#### [EXCERPT TO READ]
━━━

The incidents described in [23(i),(iv),(v) and (vi)] have, I find, been harassing and upsetting to the mother; the father accepted that he has behaved badly towards her in this regard. He has plainly been in considerable anguish over the disappearance of his son, but has not channelled his emotions in an appropriate way; he can be an intemperate man, who is easily provoked. An indication of his recent loss of temper was provided by a police report that the father was “aggressive and unreasonable” with officers in 2014 when they were trying to assist him in the investigation of the potential criminal offence of kidnap; he had to be told to “stop shouting and swearing” at them. All of the events described above, reinforced by the father’s appropriate concessions, reveal that the father has not been able to curb his anger at the mother, and has deliberately and knowingly set out to hurt her.
Since returning from Angola, R has enjoyed contact with his father initially two nights per week; by order of this Court, the contacts have included some overnight visits. In light of the Cafcass report (19 May 2015) on 22 May 2015 the mother made an application to suspend the contact. Moylan J rejected the application but reduced the quantum to limit it to one overnight per week. It is acknowledged on both sides that the contacts between the father and R have been successful, and R has plainly enjoyed them (as he told the Cafcass officer). The mother maintained that R had complained that his father had been absent for some of the contact visits, leaving R in the father’s partner’s care, but I do not conclude that he was for any length of time. On one occasion, R spent the night at the home of the father’s partner in breach of the court order; I accept that this was a genuine misunderstanding as to the nature of the order. The father has been late in returning R to his mother, which has not helped their relationship.
As is apparent from the above both parties now have new partners. The mother’s partner (NL) is Angolan, although he has lived for much of the last 12 years in this country. NL is currently in the UK studying for a Masters degree in a specialist field of digital technology, with an assured and interesting job to return to in Angola. The father has partner by whom he has a daughter, aged 18 months; they do not live together.
The mother’s plan
The mother wishes now to return to live in Angola, where she and R have lived for the majority of the last two years. She retains a good job with an energy company, which pays her the equivalent of about £60,000p.a.; this enables her to contemplate purchasing an apartment in a condominium in a desirable quarter of Luanda, with the assistance of her employer as part of their ‘Employee Housing Assistance Program’. She has been privately educating R at one of the most highly regarded schools in the city, where he appears to be doing well; he is a bright and engaging boy. He partakes in a wide range of curricular and extra-curricular activities. He has a secure place back at the school. The mother’s partner will return to reside in Angola with effect from September 2015 when he completes his Masters degree.
The mother’s wish to live in Angola is not new. In a statement filed in the earlier injunctive proceedings, the father described how the mother had, since they first met, consistently declared her wish or intention to return to Angola once her education was complete here, given that (as she told him) all her extended family were there and the civil war had ceased. When their relationship was happier, she had invited him to accompany her to live there; in more difficult times, the issue had (as the father told the police) been the subject of arguments between them.

━━━

Raw records:
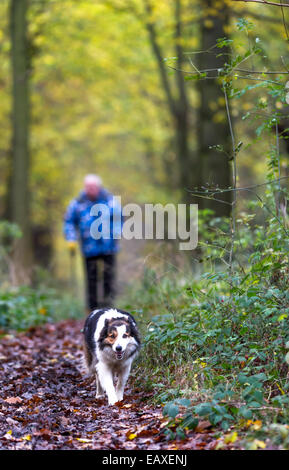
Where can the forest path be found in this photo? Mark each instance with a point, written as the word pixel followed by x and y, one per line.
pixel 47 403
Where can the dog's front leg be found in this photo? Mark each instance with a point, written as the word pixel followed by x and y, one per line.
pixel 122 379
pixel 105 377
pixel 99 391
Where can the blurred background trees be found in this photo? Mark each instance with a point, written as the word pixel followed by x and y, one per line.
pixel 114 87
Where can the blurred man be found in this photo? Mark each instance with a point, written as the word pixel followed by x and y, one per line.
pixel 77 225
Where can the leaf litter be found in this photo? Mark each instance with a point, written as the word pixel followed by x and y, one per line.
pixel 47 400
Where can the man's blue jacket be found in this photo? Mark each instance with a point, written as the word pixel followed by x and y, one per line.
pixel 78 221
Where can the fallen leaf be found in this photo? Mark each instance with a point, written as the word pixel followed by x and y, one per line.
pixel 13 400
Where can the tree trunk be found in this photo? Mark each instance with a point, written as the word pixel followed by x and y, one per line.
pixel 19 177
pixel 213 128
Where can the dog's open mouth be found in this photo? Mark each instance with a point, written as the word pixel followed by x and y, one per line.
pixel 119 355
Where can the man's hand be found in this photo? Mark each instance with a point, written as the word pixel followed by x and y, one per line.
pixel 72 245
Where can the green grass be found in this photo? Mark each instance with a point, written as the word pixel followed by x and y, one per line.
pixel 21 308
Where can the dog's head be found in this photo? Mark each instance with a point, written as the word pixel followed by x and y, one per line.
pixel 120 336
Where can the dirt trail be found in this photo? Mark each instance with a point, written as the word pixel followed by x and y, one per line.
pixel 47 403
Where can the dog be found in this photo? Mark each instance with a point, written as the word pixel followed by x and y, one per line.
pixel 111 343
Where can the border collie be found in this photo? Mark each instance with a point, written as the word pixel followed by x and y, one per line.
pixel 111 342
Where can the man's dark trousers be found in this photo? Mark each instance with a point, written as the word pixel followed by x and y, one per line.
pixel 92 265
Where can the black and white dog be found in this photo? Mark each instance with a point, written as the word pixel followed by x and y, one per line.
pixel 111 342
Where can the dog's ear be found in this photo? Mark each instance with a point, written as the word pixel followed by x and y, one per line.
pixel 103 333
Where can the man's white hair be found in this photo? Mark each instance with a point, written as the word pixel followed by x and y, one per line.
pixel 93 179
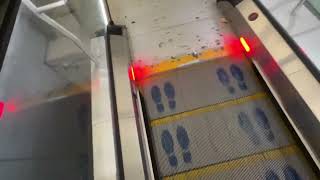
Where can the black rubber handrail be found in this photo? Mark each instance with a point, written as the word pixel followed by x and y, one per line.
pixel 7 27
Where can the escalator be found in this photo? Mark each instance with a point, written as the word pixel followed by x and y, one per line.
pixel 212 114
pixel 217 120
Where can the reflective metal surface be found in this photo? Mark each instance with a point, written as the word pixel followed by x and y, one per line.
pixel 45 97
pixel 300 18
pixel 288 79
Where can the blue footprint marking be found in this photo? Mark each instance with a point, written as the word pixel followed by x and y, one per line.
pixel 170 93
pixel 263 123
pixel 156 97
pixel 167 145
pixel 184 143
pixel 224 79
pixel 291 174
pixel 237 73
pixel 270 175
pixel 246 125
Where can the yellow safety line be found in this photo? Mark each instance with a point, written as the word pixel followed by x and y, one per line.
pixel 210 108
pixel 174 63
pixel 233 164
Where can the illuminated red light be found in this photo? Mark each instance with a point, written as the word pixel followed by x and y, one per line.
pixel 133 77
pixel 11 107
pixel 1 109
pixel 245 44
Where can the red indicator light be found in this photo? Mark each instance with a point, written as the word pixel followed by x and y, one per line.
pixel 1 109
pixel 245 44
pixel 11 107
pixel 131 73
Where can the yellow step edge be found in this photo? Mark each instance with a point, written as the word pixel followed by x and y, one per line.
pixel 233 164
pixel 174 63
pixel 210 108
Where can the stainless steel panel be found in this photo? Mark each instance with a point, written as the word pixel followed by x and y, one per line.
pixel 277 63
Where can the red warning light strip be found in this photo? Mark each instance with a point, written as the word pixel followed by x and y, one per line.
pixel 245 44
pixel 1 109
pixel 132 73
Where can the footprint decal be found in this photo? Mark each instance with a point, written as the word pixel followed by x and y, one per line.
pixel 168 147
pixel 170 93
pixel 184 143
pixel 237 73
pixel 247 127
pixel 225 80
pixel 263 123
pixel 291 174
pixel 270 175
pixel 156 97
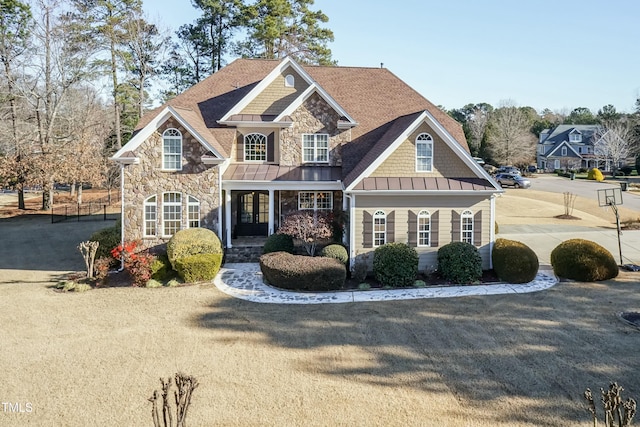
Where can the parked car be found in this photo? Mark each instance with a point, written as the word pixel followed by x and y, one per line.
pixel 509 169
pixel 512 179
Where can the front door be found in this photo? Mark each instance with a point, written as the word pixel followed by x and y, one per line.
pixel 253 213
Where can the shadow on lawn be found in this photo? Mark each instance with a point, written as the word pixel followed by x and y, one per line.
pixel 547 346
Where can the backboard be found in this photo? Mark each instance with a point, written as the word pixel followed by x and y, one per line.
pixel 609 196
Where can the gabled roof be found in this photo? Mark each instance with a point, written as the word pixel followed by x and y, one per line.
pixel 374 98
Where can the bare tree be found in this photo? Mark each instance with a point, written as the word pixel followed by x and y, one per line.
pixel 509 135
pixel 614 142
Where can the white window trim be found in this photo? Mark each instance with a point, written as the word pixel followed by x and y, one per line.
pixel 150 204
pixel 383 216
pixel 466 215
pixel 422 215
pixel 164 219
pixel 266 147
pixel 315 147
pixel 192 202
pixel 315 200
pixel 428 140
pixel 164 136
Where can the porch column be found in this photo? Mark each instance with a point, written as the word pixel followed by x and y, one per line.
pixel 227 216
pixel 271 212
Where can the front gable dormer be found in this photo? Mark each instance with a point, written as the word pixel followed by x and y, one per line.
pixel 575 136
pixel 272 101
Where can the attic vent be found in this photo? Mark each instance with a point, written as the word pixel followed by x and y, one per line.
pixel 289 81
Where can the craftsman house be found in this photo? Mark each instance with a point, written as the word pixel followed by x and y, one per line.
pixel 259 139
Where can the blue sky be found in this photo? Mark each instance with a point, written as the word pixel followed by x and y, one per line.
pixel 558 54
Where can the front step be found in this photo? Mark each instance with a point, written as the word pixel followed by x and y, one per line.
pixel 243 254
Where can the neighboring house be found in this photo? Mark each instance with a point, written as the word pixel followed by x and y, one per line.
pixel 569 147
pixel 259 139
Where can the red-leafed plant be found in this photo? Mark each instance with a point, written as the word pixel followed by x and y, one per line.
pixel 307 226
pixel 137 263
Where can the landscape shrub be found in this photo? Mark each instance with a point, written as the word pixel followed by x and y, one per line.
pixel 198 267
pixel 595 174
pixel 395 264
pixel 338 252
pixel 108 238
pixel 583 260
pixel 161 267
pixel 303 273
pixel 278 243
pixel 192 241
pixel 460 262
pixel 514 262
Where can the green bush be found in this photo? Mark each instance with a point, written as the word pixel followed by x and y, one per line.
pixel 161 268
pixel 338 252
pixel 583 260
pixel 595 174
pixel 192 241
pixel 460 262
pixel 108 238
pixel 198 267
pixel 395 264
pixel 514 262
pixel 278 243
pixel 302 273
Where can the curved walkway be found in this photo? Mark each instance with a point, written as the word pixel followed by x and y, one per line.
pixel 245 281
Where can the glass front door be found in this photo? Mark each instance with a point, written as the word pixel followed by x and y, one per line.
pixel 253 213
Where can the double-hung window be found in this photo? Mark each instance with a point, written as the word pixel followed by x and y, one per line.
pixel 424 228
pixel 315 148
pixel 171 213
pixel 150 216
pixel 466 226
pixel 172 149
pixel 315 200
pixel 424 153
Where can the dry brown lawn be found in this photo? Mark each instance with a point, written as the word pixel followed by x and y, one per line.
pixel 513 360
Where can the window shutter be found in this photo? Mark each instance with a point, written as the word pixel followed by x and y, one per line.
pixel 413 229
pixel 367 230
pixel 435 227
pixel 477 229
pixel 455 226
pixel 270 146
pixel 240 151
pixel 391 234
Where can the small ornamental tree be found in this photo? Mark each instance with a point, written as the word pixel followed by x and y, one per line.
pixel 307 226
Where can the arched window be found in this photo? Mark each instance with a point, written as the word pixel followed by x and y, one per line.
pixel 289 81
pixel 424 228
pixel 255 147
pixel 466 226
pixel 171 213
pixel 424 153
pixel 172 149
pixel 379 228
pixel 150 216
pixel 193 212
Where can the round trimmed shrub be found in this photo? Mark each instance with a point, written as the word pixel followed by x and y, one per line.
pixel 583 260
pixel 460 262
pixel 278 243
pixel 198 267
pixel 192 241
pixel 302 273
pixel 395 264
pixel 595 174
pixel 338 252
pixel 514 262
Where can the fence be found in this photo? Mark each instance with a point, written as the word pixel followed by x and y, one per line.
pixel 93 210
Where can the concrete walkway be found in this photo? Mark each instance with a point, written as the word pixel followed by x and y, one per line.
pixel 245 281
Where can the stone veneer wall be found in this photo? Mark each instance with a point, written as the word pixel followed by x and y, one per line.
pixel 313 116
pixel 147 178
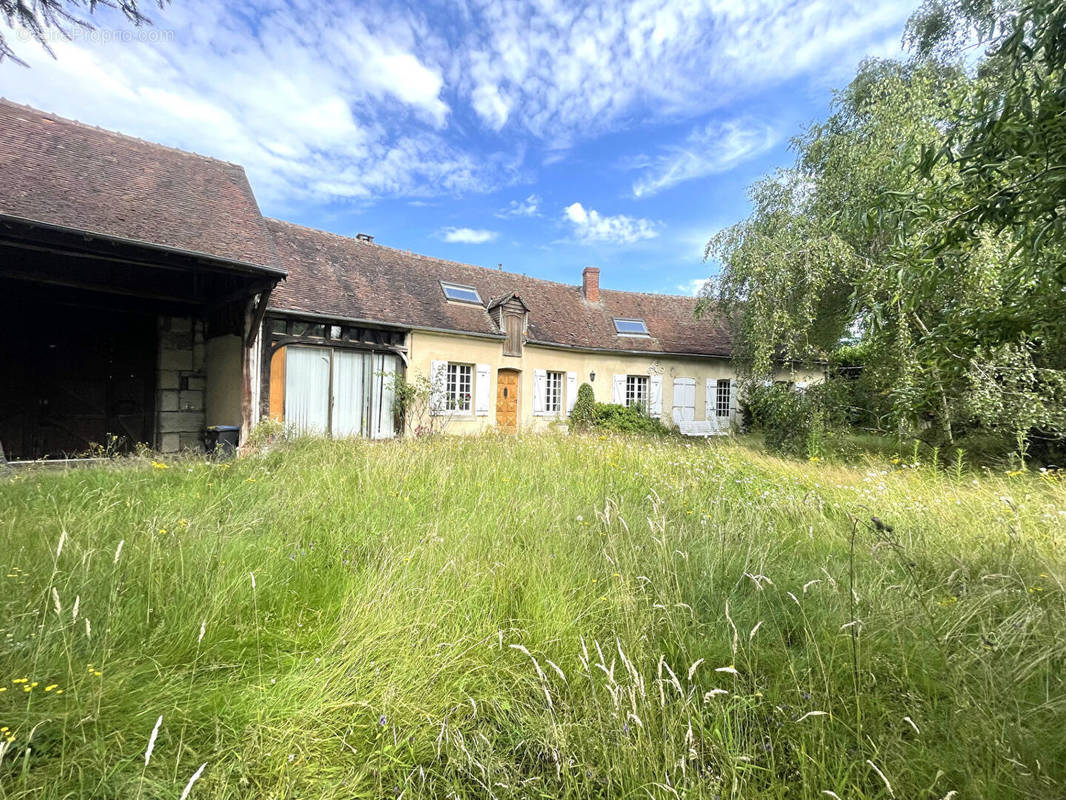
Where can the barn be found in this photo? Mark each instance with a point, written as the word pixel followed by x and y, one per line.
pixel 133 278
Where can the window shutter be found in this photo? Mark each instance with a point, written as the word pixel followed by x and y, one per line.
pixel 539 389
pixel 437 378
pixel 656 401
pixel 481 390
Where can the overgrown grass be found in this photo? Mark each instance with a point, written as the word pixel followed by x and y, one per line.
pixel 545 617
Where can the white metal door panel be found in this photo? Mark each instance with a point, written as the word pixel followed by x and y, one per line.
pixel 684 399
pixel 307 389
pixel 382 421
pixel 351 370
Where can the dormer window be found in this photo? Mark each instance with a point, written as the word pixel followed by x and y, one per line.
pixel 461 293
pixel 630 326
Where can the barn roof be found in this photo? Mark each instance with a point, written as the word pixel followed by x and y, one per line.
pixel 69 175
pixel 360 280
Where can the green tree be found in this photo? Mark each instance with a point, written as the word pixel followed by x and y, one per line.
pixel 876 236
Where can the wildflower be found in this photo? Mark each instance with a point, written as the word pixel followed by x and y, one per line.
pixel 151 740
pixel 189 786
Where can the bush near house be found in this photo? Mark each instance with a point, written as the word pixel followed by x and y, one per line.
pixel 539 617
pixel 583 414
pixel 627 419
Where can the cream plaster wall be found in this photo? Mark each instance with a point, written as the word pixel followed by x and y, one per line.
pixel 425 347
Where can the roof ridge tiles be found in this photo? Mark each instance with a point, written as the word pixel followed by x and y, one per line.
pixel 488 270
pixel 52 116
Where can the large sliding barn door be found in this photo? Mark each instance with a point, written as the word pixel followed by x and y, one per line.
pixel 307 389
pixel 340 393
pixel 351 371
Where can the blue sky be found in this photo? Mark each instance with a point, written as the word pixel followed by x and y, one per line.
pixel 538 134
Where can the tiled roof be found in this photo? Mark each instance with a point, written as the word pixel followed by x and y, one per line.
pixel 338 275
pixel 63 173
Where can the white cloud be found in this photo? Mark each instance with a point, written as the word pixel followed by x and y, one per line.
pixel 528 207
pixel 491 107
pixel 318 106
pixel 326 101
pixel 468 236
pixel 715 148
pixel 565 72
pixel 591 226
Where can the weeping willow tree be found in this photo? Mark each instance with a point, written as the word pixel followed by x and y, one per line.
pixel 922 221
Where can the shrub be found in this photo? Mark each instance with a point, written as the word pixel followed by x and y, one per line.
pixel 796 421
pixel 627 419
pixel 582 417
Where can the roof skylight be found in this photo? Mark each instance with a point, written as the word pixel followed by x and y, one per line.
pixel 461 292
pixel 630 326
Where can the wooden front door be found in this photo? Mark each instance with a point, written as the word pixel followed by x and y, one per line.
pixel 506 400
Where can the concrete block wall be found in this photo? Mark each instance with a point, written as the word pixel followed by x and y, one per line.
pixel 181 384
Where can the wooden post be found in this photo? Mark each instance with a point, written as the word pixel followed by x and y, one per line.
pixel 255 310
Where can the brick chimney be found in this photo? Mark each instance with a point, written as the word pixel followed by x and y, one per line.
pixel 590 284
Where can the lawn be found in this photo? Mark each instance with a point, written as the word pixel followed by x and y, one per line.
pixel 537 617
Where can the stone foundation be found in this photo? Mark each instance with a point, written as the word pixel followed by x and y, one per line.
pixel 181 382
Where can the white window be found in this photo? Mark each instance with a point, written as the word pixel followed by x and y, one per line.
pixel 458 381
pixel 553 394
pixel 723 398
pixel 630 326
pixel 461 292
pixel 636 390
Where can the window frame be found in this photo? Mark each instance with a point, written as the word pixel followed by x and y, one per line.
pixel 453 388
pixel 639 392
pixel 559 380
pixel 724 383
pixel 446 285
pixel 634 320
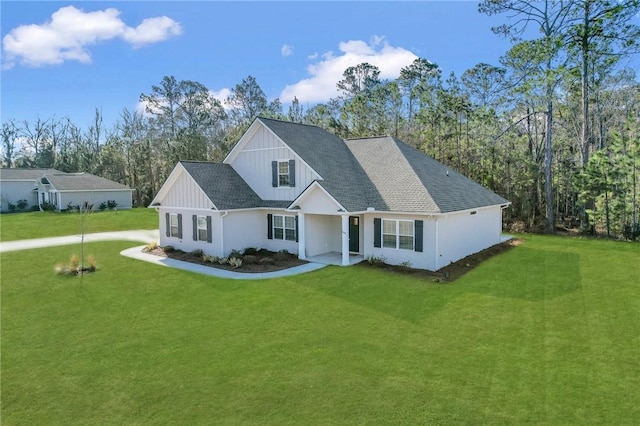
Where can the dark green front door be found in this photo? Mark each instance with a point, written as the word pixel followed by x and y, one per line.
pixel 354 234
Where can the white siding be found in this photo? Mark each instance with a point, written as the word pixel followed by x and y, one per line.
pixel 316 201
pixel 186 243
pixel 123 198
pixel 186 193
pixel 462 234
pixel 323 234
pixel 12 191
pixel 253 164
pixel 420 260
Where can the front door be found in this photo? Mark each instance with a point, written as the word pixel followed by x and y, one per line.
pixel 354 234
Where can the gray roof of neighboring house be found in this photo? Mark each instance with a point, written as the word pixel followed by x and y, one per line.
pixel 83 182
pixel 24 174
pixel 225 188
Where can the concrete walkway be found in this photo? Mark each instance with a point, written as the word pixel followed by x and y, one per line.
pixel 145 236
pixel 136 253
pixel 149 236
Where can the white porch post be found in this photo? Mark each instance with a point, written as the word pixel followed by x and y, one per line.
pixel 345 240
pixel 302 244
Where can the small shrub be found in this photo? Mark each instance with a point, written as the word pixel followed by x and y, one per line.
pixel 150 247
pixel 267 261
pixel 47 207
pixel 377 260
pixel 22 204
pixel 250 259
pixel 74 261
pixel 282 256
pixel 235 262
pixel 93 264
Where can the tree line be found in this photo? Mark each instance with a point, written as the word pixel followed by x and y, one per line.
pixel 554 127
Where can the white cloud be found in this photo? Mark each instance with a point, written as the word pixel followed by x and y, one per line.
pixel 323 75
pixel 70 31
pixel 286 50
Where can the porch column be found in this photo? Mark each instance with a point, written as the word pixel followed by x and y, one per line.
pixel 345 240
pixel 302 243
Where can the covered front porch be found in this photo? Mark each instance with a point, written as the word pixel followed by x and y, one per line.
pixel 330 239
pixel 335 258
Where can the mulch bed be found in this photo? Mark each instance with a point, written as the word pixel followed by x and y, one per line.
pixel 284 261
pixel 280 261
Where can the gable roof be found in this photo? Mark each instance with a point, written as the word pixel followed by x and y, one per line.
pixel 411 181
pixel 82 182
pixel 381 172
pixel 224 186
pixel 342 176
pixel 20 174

━━━

#### [TASKS TO COMPLETE]
1 > In the judgment excerpt, what does the mother's energy company job pay her?
2 > Retype the judgment excerpt starting with "The mother’s wish" and going on through "arguments between them.".
The items are separate material, apart from the judgment excerpt.

#### [ANSWERS BY TASK]
1 > The equivalent of about £60,000 a year.

2 >
The mother’s wish to live in Angola is not new. In a statement filed in the earlier injunctive proceedings, the father described how the mother had, since they first met, consistently declared her wish or intention to return to Angola once her education was complete here, given that (as she told him) all her extended family were there and the civil war had ceased. When their relationship was happier, she had invited him to accompany her to live there; in more difficult times, the issue had (as the father told the police) been the subject of arguments between them.